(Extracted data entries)
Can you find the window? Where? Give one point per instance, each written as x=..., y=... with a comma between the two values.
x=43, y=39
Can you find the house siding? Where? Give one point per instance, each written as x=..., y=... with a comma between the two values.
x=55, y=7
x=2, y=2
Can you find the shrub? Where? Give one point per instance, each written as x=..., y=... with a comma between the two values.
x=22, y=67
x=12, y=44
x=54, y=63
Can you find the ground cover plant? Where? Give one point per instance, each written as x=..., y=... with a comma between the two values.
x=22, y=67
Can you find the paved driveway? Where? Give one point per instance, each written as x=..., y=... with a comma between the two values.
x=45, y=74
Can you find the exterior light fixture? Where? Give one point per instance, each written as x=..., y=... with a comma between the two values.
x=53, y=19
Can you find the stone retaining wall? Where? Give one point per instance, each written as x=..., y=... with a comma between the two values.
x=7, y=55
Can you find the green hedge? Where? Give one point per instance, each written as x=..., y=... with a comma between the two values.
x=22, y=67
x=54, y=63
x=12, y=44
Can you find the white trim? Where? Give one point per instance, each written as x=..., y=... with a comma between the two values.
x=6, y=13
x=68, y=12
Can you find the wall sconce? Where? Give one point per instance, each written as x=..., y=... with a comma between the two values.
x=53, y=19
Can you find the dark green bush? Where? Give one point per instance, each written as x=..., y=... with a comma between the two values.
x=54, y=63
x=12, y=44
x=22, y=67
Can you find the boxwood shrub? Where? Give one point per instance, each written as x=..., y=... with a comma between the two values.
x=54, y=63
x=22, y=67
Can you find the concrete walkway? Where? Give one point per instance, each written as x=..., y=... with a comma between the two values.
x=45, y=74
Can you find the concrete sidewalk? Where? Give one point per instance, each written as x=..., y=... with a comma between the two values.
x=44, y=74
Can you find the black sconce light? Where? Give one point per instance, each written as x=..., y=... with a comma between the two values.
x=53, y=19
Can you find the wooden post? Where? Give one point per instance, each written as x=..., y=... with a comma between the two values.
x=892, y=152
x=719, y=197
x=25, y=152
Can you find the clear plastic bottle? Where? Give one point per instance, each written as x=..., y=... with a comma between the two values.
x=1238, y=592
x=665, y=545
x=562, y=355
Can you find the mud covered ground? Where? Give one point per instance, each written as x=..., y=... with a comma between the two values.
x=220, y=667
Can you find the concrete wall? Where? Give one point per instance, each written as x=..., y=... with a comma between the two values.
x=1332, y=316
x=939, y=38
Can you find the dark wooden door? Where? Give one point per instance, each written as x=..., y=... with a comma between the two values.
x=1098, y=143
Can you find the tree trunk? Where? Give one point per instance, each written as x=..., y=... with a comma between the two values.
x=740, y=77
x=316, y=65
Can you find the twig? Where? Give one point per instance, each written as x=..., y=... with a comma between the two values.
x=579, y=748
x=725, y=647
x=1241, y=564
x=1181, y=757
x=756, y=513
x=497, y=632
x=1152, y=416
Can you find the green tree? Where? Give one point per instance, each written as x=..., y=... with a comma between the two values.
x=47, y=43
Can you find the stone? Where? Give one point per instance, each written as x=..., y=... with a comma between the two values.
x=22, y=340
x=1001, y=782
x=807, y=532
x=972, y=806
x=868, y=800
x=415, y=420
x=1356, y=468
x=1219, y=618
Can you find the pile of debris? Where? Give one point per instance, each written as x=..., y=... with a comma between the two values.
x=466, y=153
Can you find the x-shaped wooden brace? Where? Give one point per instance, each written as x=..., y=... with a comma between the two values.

**WHAT YOU WILL DO**
Retype every row above word for word, without changing anything.

**TASK SOLUTION**
Can you find the window? Where? Give one point per instance, each written as x=..., y=... with a comma between the two values.
x=43, y=39
Can you find the house siding? Where? Give one point per instance, each written as x=..., y=... with a comma between the two values.
x=55, y=7
x=2, y=2
Can you find the shrub? Where? Give one point per instance, each written as x=..., y=... with a comma between the two values.
x=22, y=67
x=12, y=44
x=54, y=63
Can you find the ground cover plant? Where? Give one point per instance, each written as x=..., y=... with a comma between the two values.
x=22, y=67
Can you find the paved driveway? Where? Give one point per instance, each written as x=..., y=... with a comma between the two values.
x=45, y=74
Can you find the exterior light fixture? Where? Give one point per instance, each written as x=..., y=... with a comma between the two values.
x=53, y=19
Can you find the stone retaining wall? Where? Give one point per instance, each written as x=..., y=... with a comma between the two values.
x=7, y=55
Can you find the green hedge? Where? Give one point per instance, each written as x=..., y=... with a comma between the two values.
x=22, y=67
x=54, y=63
x=12, y=44
Can you find the white trim? Where? Give one point per instance, each written as x=..., y=... with a comma between the two values.
x=6, y=13
x=68, y=12
Can you find the wall sconce? Where? Give one point per instance, each written as x=..., y=... with a comma between the two values.
x=53, y=19
Can you find the dark green bush? Where? Give one point per instance, each written as x=..., y=... with a comma between the two values.
x=54, y=63
x=12, y=44
x=22, y=67
Can you find the boxwood shrub? Where? Give one point per instance, each written as x=..., y=... with a comma between the two values.
x=54, y=63
x=22, y=67
Can you find the concrete walkway? Where? Give one point per instance, each written as x=..., y=... with a comma between the two values.
x=45, y=74
Can you find the concrete sidewalk? Where? Give one point per instance, each written as x=..., y=... with a comma between the two values.
x=44, y=74
Can you find the black sconce light? Where? Give one point per instance, each written as x=..., y=... with a comma between the two values.
x=53, y=19
Can you find the wooden post? Where? Give one point per instance, each written as x=..., y=... with a comma between the two values.
x=892, y=152
x=719, y=197
x=25, y=152
Can you find the clear plastic bottle? Where? Give one point per instance, each written as x=..., y=... with a comma between the two values.
x=1238, y=592
x=665, y=545
x=562, y=355
Can you find the mud covered ground? Where? Give one point per instance, each written as x=..., y=... with a comma between the two values.
x=220, y=667
Can you find the concrete wall? Where? Give one point per instance, each written as x=..., y=... with a comma between the two values.
x=1332, y=316
x=939, y=38
Can you find the dark wooden door? Where? Give one point per instance, each written as x=..., y=... with a comma between the two values.
x=1098, y=143
Can you find the tree trunk? Where? Give one point per instance, each written as x=..., y=... with a comma between the two values.
x=740, y=77
x=316, y=65
Can you find the twig? Where? Give one point per instance, each written as x=..., y=... with a comma between the two values.
x=579, y=748
x=725, y=647
x=1241, y=564
x=1181, y=757
x=756, y=513
x=497, y=632
x=1152, y=416
Can you find the green tree? Where? Give one point per instance, each written as x=..., y=... with a comma between the two values.
x=47, y=43
Can you find the stone? Where? Give one point per instance, each written as x=..., y=... with a comma between the two values.
x=22, y=340
x=1001, y=782
x=807, y=532
x=972, y=806
x=868, y=800
x=415, y=420
x=1356, y=468
x=1219, y=618
Can you find the pile of debris? Where? Give one point per instance, each written as x=..., y=... with a comma between the two values.
x=466, y=153
Can you find the x-shaped wooden brace? Where? Give one point per instance, each written as x=..., y=... with a comma between the two values.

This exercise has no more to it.